_Document section_
*****

In all human actions material interests rule, and therefore the dominant class can only be concerned in upholding wage slavery and increasing their power over the workers. The working class, on the other hand, are driven by their material interest to struggle for the possession of the means of living. To the working class history has committed the mission of transforming society from Capitalism to Socialism.
A glance over past history shows that every class that emancipated itself had to commence with the capture of the political machinery, that is, with the power of government. It is, therefore, necessary for the workers to organise a political party having for its object the capture of political power.

*****

_Information provided_
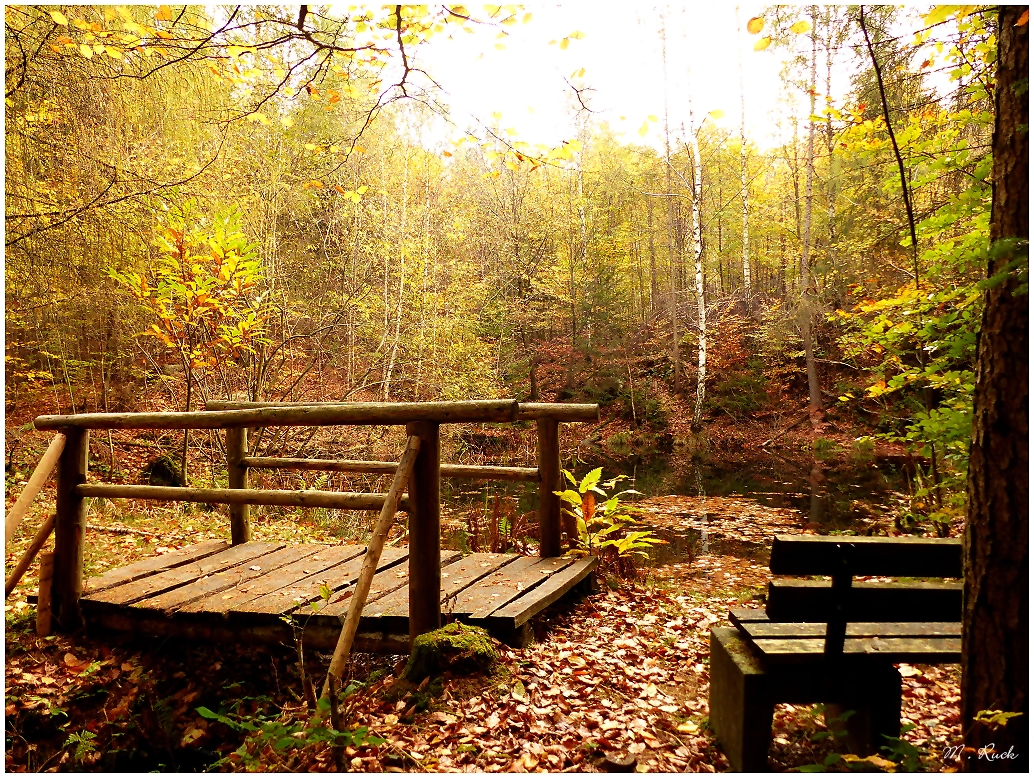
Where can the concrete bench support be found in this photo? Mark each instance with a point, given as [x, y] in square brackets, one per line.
[743, 694]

*****

_Aim of the task_
List every phrase the passage on class struggle uses to name the power a class must capture. Rely only on the passage about class struggle for what follows.

_The completed task_
- the political machinery
- the power of government
- political power